# WRITTEN INSTRUCTION
Pull out every line of the listing below that contains the word "truck", and copy each one as it appears.

-- start TASK MATERIAL --

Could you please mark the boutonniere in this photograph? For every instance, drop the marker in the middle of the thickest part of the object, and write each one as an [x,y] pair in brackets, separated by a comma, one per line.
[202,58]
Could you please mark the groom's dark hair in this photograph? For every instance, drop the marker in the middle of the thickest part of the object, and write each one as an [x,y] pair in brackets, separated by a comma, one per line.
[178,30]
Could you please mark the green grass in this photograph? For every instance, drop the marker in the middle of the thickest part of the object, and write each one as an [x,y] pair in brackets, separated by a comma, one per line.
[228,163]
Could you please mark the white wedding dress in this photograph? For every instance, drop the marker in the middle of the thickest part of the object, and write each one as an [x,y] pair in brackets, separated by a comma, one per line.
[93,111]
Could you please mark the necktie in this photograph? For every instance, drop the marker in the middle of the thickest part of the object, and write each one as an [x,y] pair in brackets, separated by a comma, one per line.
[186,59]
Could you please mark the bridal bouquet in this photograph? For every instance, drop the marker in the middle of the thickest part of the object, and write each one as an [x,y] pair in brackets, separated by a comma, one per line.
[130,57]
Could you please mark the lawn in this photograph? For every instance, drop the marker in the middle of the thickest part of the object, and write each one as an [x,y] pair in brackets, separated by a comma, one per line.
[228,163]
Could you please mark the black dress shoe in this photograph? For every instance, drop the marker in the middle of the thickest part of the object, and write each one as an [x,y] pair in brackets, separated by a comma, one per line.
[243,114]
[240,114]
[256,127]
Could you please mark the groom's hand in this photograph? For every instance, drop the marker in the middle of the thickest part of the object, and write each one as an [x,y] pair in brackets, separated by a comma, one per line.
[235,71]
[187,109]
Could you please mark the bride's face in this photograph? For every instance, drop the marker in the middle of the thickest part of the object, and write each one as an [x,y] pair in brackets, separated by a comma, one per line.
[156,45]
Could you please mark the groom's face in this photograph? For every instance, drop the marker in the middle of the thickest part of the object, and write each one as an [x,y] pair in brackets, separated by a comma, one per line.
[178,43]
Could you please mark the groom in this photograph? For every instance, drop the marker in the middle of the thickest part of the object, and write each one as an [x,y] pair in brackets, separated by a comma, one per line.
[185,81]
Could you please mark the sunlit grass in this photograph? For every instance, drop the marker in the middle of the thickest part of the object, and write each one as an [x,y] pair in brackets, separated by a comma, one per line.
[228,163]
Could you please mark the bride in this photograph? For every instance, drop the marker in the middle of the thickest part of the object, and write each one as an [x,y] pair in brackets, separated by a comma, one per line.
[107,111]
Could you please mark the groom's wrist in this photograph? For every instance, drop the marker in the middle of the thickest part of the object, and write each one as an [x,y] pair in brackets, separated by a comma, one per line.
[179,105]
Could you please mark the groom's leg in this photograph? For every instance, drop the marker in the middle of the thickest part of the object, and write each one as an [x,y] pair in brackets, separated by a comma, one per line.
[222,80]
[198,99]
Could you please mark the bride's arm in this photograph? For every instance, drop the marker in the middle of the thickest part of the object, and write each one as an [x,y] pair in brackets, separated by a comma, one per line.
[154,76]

-- end TASK MATERIAL --
-- start TASK MATERIAL --

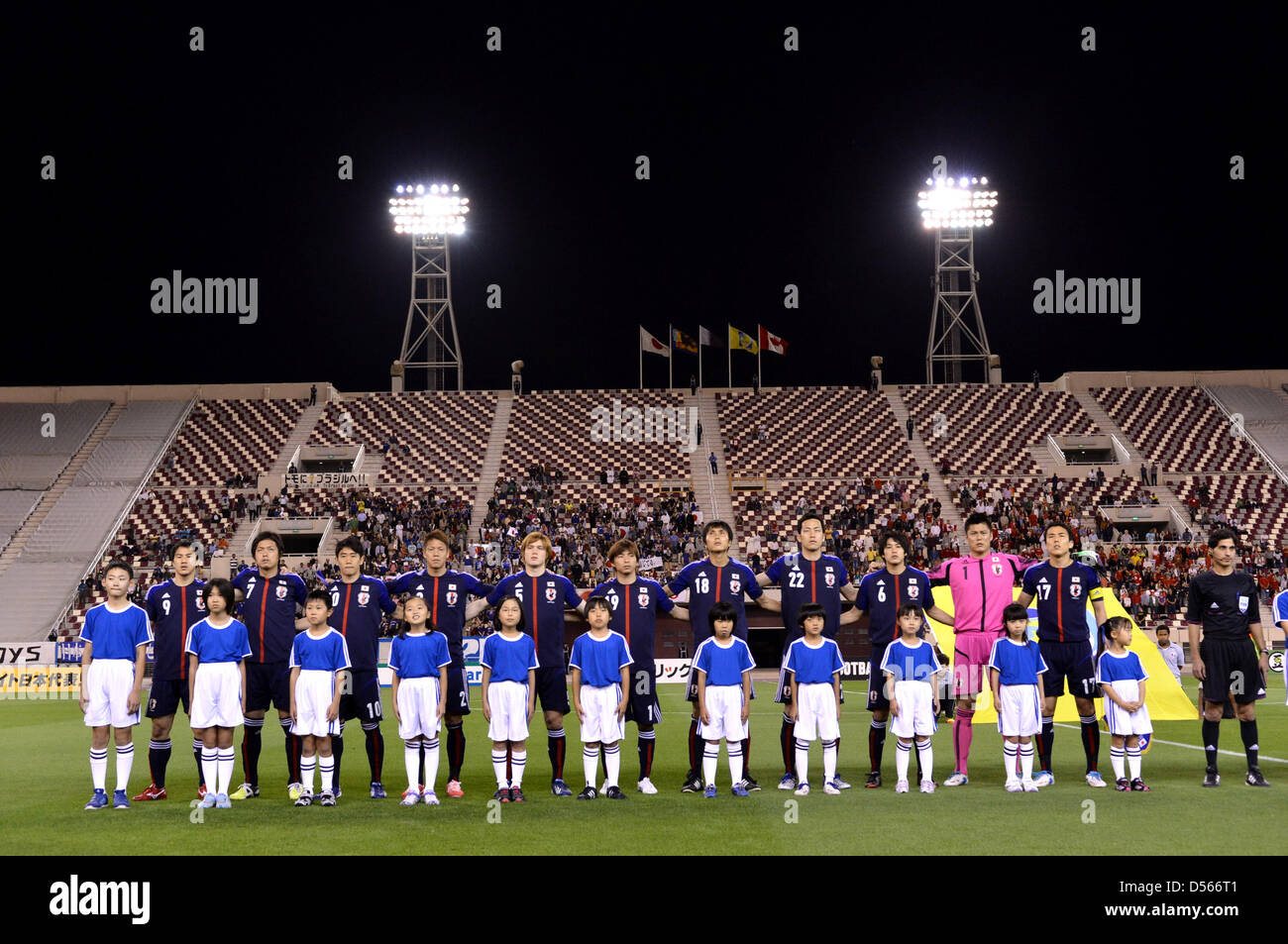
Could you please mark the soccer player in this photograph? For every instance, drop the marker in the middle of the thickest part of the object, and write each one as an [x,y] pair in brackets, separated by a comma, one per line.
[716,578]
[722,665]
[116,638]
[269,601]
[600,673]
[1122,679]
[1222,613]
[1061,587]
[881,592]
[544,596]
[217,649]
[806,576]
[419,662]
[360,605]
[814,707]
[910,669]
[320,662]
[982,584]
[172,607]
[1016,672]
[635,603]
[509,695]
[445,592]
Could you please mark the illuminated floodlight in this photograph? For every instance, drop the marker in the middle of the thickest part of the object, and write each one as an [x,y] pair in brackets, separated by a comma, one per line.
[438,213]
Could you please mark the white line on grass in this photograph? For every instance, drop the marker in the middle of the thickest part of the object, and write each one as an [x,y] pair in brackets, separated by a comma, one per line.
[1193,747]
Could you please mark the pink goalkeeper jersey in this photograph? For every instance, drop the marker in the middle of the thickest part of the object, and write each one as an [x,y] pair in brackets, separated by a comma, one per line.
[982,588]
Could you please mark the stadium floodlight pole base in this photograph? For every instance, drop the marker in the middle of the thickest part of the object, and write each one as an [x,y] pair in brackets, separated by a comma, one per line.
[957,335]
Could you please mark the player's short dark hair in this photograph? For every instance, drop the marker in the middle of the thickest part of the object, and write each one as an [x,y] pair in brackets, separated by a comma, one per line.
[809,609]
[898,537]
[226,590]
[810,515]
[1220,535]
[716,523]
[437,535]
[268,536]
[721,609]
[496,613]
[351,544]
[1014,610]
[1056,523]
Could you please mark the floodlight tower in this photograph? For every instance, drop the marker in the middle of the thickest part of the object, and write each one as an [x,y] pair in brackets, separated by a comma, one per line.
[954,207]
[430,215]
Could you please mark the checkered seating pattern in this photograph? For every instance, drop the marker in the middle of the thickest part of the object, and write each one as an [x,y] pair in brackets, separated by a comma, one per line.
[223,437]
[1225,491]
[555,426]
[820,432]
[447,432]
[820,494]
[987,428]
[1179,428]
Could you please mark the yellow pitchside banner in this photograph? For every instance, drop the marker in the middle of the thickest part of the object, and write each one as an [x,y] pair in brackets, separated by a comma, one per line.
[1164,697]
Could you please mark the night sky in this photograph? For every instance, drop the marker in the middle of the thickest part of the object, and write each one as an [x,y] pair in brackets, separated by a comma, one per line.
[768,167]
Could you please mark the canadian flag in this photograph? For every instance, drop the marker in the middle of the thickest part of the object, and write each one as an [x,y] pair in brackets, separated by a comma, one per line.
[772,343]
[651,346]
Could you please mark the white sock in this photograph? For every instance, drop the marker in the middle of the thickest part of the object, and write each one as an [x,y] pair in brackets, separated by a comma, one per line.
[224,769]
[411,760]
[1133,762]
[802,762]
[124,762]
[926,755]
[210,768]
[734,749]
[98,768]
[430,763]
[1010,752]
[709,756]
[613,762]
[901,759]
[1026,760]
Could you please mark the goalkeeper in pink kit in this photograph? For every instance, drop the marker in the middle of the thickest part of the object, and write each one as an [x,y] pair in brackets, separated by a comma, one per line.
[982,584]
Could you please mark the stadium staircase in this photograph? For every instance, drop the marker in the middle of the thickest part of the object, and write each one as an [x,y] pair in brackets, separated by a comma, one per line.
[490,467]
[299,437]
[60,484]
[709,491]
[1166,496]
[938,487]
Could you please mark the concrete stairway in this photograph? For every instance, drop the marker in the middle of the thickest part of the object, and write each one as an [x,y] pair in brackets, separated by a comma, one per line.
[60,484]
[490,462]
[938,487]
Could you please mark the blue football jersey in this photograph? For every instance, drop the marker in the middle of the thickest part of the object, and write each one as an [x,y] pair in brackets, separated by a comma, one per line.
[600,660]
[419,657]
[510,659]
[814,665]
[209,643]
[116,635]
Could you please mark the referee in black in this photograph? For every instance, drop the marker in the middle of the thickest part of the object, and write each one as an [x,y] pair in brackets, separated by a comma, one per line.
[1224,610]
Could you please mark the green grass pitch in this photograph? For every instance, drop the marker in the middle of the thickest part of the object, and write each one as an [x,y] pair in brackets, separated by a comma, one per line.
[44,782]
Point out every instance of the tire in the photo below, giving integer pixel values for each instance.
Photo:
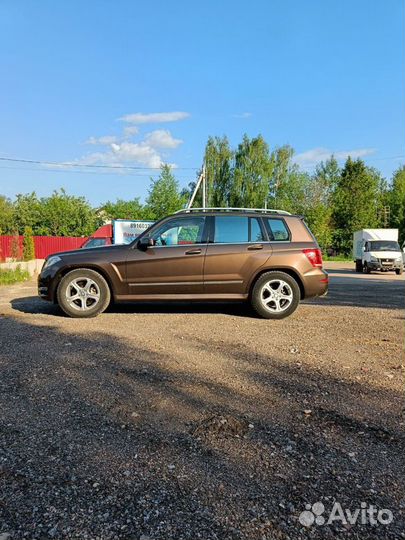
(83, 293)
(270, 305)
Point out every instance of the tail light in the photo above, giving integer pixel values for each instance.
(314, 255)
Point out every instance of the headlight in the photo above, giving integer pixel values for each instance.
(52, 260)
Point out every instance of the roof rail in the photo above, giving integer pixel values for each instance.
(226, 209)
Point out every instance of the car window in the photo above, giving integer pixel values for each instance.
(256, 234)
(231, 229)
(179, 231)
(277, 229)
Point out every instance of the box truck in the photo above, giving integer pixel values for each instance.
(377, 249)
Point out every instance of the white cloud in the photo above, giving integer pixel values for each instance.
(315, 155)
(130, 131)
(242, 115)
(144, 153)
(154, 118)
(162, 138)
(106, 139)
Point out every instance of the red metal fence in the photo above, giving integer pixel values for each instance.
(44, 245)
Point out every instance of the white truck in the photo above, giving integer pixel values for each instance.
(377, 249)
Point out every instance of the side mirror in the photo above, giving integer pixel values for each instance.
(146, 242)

-- end TASK MATERIAL --

# RESPONSE TO THIS TASK
Point out every instance of the box truck in the photo above, giving integer pixel values for each instance.
Point out every instance of the white truck in the photo above, giving integer pixel values for each instance.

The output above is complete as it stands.